▶ _SOURCE_:

--- Begin ---

This is a discussion. You can say anything you want and it will not bother me. Playing devil's advocate or not does not matter. In this case I only wanted to make some people aware that we don't really know where technology is taking us. And it is in the same spirit that I will respond to our response 

Something we'll learn to live with while awaiting the solar powered digital camera and the battery that powers the camera for months.

True and it will probably be here before I finish typing my response LOL. And in the meantime, how many very important photos did we miss? Now, I'll admit this comes from an idealist who still believes that photos can make a difference.

The chase for more and more megapixels will reach a point of diminishing returnsed"

I believe that is true but I am no computer expert and, on the other hand, I believe technology manufacturers will find ways after ways of making us think they have some better thing we can't live without and because we are so gadget oriented, we'll fall for it. And we'll spend more money.

Unhappily you are right-on.

Unhappily, I believe I am. And because I am one of those weirdos that believe we can learn from history if we only pay attention to it, it is very sad.

Again, right-on. But then, my film SLR has a computer in it. I'm really careful with it around water.

And again, unhappily I believe I am. How many important photos are we going to miss because we are trying to protect our equipment. Or our life as this little story will show: I spend time in Afghanistan when it was occupied by the russians. On one of my trips there I agreed to guide a tv crew. Worst experience of my life. The camera guy would jump behind a rock every time he heard the slightest noise 

One day, those russian helicopters show up, coming up the valley and they start shooting at us. Absolutely beautiful visually and this guy is once again behind a rock  From what I heard later there was absolutely no interesting footage from this guy's trip.)


----------



## blash (Jul 25, 2009)

Actor said:


> But the trend is: digital is getting cheaper; film is getting more expensive.



Not really. Fact is, I can get one of the best 35mm film bodies on the planet, the Nikon F5, for $350 used. Used Nikon D40's, the absolute lowest end DSLR on the planet, doesn't go for much less used. Consumer film SLR's can be had for under $70. 

Or, you can pay over $4,000 for a Nikon D3.  What's that you say? You can get a D90 for a little over a grand? Or a D300 for $1500? :lmao::lmao:

Fact is, if you're a low-volume shooter, _you cannot beat film_ in terms of affordability. Yeah, I'll pay $7 for a roll of Velvia. Then I'll pay another $9 to have it developed, and then maybe $14 for prints, if I decide to print anything. $30 a week, if I shoot every week - a figure that goes down the more I process and print myself. Yeah, after a bajillion weeks a digital camera is less expensive. But it's a hell of a lot easier to come up with a small amount of money per week than it is to come up with a huge amount of money at once, as anyone who has ever used a mortgage to buy a house knows. And in the meantime, I'll enjoy higher quality pictures and have more fun while shooting, and use a higher quality camera body. Sounds like win-win to me.


----------



## c.cloudwalker (Jul 25, 2009)

blash said:


> Actor said:
> 
> 
> > But the trend is: digital is getting cheaper; film is getting more expensive.
> ...



:thumbup:


----------



## manaheim (Jul 25, 2009)

Telephones will replace parcel post.

Television will replace radio.

--- End ---

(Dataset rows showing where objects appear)
--- Begin ---

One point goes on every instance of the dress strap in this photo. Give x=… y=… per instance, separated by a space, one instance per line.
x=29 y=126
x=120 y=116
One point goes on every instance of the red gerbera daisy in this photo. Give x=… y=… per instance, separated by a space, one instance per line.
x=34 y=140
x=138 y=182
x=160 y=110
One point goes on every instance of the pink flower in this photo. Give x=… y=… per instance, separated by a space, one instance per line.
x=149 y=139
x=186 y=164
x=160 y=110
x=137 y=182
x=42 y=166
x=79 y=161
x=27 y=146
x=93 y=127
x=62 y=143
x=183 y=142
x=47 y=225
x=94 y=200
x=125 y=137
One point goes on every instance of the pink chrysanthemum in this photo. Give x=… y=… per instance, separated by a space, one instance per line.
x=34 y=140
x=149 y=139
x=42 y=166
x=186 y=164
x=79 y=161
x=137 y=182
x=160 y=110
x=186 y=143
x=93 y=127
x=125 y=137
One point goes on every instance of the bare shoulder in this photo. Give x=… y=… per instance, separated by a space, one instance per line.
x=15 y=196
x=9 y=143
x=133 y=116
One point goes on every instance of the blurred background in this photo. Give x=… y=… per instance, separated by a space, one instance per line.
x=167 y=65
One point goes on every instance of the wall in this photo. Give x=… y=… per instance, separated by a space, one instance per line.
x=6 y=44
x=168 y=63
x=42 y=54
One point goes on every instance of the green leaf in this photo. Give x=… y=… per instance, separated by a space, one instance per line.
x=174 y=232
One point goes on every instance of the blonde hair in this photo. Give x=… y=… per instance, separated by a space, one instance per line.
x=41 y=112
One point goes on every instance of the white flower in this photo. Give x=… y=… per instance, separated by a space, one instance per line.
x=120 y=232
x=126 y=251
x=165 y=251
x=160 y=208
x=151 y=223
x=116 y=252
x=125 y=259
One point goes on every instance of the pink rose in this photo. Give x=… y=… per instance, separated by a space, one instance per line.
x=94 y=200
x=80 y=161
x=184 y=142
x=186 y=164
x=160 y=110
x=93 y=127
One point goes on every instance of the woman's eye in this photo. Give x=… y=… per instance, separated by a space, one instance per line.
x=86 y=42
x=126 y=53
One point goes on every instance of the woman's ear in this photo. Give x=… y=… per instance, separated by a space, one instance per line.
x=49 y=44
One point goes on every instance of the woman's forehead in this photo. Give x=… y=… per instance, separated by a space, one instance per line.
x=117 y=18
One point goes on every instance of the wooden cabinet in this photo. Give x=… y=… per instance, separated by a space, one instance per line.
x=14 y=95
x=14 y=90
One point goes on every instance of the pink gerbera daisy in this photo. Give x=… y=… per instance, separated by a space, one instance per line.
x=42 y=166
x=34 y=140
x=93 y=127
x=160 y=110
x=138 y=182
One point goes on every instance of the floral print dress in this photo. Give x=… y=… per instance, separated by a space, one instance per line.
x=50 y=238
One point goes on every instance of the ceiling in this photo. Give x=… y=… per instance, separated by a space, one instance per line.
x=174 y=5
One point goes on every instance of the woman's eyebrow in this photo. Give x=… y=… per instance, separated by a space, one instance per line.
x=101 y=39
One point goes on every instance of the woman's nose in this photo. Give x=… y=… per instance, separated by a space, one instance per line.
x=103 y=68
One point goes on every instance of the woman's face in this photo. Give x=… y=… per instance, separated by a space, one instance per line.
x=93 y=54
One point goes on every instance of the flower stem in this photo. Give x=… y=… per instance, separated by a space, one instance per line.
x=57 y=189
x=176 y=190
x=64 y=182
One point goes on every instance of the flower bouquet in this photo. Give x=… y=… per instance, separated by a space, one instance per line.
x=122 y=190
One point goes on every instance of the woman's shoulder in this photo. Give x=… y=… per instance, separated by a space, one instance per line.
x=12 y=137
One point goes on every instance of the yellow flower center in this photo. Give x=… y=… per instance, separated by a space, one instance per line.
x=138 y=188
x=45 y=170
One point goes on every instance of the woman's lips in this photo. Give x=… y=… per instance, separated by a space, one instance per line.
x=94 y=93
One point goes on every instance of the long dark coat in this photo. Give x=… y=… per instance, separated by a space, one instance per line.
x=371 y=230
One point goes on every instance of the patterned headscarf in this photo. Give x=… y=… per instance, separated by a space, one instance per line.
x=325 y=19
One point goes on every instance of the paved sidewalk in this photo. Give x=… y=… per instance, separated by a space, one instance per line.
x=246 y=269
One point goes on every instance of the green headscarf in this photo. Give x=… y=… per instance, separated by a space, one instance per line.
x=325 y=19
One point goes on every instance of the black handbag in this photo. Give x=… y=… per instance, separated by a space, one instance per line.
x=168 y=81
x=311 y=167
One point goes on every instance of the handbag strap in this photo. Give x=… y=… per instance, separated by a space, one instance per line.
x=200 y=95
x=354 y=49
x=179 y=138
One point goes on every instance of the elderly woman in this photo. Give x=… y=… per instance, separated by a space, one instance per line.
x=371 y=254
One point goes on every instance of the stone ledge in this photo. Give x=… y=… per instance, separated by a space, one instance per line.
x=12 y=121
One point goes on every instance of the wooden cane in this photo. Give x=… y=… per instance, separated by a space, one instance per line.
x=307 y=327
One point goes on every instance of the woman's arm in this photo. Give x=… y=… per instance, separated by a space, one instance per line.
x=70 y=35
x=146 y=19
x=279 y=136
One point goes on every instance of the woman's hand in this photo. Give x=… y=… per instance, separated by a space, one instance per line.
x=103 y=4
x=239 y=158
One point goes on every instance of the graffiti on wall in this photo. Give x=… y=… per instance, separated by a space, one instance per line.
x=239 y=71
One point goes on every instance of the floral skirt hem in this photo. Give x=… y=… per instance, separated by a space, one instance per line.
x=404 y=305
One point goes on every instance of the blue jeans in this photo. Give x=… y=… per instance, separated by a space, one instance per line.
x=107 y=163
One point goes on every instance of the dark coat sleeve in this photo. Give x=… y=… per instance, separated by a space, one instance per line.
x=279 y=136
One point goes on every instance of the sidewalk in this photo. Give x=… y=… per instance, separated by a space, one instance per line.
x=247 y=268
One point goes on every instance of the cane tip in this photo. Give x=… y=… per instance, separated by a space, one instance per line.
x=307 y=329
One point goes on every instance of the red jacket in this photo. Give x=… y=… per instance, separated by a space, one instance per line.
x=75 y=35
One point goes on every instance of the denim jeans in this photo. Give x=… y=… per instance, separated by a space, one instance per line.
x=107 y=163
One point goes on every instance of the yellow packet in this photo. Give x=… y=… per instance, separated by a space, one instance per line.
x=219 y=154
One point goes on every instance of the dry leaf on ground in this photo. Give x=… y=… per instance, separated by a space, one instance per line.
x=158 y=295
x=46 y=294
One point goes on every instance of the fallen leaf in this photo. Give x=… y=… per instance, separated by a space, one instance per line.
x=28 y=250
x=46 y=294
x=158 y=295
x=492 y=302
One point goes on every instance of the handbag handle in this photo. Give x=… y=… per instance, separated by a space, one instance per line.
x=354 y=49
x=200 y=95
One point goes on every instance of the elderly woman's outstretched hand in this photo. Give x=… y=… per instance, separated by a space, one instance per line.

--- End ---

▶ _REQUESTS_:
**A.** Render this sentence from the forum thread on film and digital cameras into Spanish: "Consumer film SLR's can be had for under $70."
**B.** Carry on the forum thread on film and digital cameras, picking up after its final line.
These records were taken from a separate source.

▶ _OUTPUTS IN ORDER_:
**A.** Las SLR de película para consumidores se pueden conseguir por menos de 70 dólares.

**B.**
Email will replace parcel post.

Microwaves will replace stoves.

Electronic fuel injection will replace carbeuration.

Digital will replace film.

See a pattern?

Generally speaking, it's INCREDIBLY rare that something outright replaces something else.  Very frequently is the case where the new thing and old thing battle a bit and each finds it's place.  Occasionally the new thing trumps the old thing in "common" usage, with only specialized or "hobbyists" working with the old thing, but very rarely does the new thing utterly kill the old.

In photography I think film is almost as near to dead as it ever will be.  We're already at a point where very few "average consumers" will ever use film again... in the next several years, I'd be amazed if you saw film sold at any consumer store... but a lot of pros and specialized people will continue using film for many many years to come.


----------



## c.cloudwalker (Jul 25, 2009)

manaheim said:


> Telephones will replace parcel post.
> 
> Television will replace radio.
> 
> ...




Agree. Very nice way of putting it.


----------



## manaheim (Jul 26, 2009)

^^^ thanks.


----------



## skieur (Jul 26, 2009)

manaheim said:


> Telephones will replace parcel post.
> 
> Television will replace radio.
> 
> ...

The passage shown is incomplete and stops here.